Exercise brief: Copy out the lines of the material word for word, beginning at the line that contains "Reviewer note: confirm that each instance of the boulder" and stopping after the line that contains "column 372, row 216".

=-=-=

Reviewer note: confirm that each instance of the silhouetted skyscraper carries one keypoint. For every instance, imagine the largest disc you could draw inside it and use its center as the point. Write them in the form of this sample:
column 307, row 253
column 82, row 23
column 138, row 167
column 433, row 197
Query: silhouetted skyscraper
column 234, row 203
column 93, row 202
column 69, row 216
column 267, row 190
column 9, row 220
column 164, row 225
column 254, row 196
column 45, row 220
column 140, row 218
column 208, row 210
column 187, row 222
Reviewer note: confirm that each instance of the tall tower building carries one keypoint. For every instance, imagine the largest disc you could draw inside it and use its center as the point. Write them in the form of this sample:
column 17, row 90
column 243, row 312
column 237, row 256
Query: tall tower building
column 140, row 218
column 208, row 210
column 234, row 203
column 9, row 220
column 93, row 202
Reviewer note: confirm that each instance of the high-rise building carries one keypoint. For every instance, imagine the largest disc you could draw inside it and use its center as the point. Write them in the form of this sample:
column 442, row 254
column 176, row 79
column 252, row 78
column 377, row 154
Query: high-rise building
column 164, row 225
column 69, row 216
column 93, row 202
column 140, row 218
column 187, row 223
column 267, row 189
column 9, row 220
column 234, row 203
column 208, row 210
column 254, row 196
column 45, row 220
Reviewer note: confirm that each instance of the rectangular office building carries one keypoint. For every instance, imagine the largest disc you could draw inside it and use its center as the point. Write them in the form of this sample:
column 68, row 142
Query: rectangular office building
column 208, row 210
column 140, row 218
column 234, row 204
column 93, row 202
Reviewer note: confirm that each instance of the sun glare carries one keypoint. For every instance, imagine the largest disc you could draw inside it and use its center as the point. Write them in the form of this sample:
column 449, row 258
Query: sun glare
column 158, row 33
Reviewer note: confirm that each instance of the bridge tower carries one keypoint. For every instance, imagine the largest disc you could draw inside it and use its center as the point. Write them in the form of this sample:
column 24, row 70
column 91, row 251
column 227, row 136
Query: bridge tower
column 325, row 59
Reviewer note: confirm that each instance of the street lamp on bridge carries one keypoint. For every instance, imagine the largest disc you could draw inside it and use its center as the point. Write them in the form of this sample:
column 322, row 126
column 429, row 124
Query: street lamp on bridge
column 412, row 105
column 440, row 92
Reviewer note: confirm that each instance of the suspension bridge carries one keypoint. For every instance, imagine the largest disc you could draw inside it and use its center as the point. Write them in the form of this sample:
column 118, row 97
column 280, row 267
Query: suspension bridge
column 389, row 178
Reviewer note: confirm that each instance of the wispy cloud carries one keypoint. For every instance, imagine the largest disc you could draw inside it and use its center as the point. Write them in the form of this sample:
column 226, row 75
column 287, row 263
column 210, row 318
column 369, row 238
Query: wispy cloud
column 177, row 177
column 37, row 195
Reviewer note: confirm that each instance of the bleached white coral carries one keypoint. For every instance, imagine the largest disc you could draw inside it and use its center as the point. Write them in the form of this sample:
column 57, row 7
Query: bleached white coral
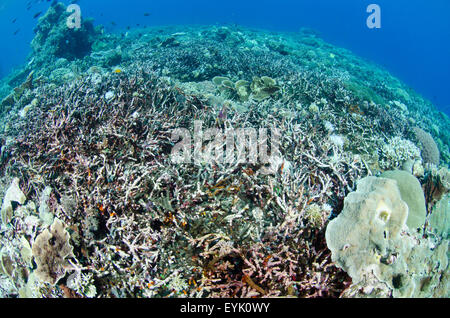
column 396, row 151
column 337, row 140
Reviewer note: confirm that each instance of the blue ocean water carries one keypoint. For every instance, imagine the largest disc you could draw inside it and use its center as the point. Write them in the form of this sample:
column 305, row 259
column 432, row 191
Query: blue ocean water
column 412, row 43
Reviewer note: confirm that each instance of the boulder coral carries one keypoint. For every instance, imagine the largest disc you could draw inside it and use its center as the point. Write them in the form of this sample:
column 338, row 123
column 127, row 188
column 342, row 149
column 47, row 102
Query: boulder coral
column 371, row 242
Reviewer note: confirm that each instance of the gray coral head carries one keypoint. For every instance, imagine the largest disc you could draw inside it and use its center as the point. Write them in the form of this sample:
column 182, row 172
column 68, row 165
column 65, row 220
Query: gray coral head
column 51, row 249
column 372, row 216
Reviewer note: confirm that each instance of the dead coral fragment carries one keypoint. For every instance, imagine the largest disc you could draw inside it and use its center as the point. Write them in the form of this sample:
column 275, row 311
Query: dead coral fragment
column 51, row 250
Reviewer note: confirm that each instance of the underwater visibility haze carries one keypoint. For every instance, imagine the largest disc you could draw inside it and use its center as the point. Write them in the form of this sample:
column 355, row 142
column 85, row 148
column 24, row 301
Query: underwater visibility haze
column 213, row 150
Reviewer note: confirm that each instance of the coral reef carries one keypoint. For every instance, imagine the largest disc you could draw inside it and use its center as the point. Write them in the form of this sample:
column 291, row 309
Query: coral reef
column 51, row 249
column 370, row 241
column 86, row 133
column 430, row 151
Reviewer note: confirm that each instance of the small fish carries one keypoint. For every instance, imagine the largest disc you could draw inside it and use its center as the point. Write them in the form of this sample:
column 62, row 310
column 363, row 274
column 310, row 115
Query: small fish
column 37, row 14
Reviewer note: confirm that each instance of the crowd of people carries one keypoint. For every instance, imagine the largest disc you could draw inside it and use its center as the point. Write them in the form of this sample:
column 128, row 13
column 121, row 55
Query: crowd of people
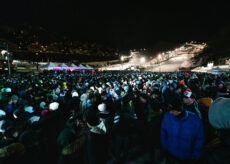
column 114, row 117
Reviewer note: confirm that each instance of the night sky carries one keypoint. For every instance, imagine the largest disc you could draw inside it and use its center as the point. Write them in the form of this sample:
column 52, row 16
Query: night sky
column 121, row 24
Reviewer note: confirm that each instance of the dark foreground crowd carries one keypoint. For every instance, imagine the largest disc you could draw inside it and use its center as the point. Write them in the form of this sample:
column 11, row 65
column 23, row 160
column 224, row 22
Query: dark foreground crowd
column 114, row 117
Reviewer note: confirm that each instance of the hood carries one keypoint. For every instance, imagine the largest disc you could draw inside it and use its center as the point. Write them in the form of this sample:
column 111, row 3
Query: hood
column 75, row 146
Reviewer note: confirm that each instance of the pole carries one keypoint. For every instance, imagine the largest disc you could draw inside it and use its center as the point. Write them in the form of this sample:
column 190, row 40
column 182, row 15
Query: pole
column 8, row 59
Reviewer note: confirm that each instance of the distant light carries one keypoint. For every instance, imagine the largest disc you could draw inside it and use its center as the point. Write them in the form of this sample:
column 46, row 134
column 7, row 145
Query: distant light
column 3, row 52
column 142, row 60
column 159, row 56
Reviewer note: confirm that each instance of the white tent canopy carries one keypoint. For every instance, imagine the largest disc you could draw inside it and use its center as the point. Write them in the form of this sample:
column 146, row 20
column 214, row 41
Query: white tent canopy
column 216, row 71
column 88, row 67
column 73, row 66
column 63, row 65
column 82, row 67
column 50, row 65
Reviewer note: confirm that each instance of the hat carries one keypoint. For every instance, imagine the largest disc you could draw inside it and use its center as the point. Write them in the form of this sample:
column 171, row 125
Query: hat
column 44, row 112
column 14, row 97
column 176, row 104
column 188, row 93
column 182, row 82
column 206, row 101
column 2, row 113
column 75, row 94
column 219, row 113
column 92, row 117
column 53, row 106
column 29, row 109
column 8, row 90
column 42, row 105
column 34, row 119
column 102, row 108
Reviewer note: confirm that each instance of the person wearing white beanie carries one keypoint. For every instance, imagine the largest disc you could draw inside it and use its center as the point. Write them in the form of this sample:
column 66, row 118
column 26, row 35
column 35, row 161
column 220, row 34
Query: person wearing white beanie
column 219, row 118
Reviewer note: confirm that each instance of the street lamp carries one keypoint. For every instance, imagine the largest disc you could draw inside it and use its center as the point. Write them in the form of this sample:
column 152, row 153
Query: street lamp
column 142, row 60
column 5, row 52
column 122, row 59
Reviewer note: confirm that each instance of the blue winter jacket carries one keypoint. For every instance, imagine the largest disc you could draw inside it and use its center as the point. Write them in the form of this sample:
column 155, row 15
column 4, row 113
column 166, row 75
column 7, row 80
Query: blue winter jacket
column 182, row 137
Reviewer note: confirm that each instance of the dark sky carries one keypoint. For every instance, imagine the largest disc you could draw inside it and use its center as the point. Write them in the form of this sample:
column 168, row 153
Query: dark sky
column 121, row 24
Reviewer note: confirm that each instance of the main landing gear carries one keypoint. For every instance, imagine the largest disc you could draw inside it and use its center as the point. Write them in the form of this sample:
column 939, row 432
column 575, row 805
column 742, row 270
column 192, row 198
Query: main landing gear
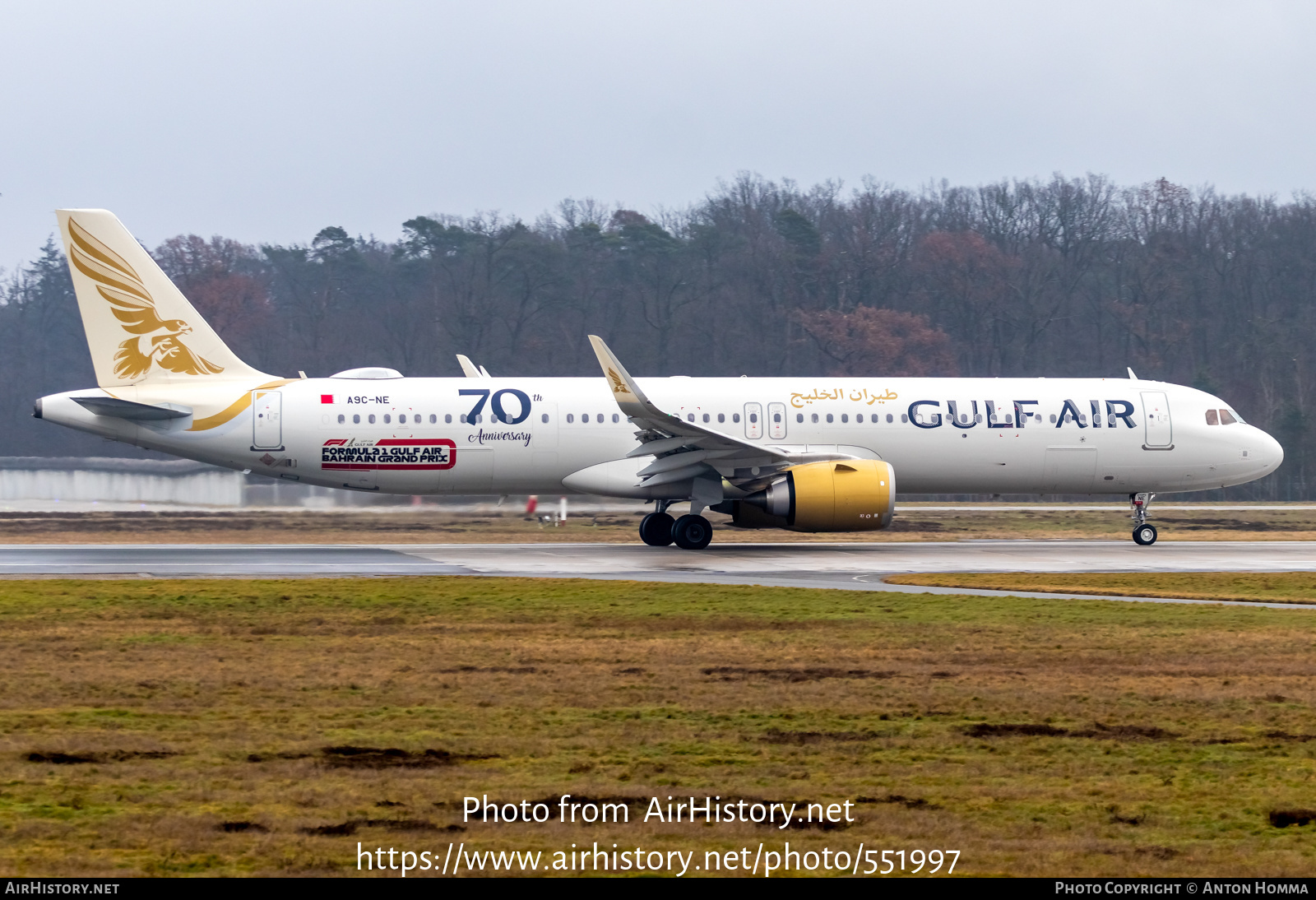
column 1144, row 535
column 658, row 529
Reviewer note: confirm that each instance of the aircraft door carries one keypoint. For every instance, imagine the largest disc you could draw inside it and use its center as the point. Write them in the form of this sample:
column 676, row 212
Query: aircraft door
column 266, row 420
column 753, row 420
column 1160, row 430
column 776, row 420
column 1069, row 470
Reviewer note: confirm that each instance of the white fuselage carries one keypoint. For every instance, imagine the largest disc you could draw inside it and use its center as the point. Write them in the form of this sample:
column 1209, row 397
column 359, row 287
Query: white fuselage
column 419, row 436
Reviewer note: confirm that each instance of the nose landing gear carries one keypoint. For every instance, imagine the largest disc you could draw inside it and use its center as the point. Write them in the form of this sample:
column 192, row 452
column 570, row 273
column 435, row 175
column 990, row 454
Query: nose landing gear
column 1144, row 535
column 660, row 529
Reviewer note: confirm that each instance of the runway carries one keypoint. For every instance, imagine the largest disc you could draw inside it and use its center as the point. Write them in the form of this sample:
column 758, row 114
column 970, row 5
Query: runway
column 846, row 566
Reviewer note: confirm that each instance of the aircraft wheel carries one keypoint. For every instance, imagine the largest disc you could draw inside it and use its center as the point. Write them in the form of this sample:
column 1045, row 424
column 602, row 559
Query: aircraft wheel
column 656, row 529
column 1144, row 536
column 691, row 531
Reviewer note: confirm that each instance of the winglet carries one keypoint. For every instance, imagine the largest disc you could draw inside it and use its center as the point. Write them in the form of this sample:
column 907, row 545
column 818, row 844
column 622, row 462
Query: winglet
column 467, row 366
column 624, row 388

=-=-=

Response to this task:
Reviewer note: confirm that each instance of the boulder coral carries one keypoint. For every instance, imagine the largest disc you could draw inside it and use its center as the point. Write them in the form of this sample:
column 338, row 123
column 127, row 188
column 342, row 149
column 47, row 102
Query: boulder coral
column 371, row 242
Reviewer note: confirm that each instance of the gray coral head carries one keypoint. For every instance, imagine the largest disc you could draw inside it and use its center as the point. Write them in the form of this sample:
column 182, row 172
column 68, row 165
column 65, row 220
Query: gray coral head
column 51, row 249
column 372, row 216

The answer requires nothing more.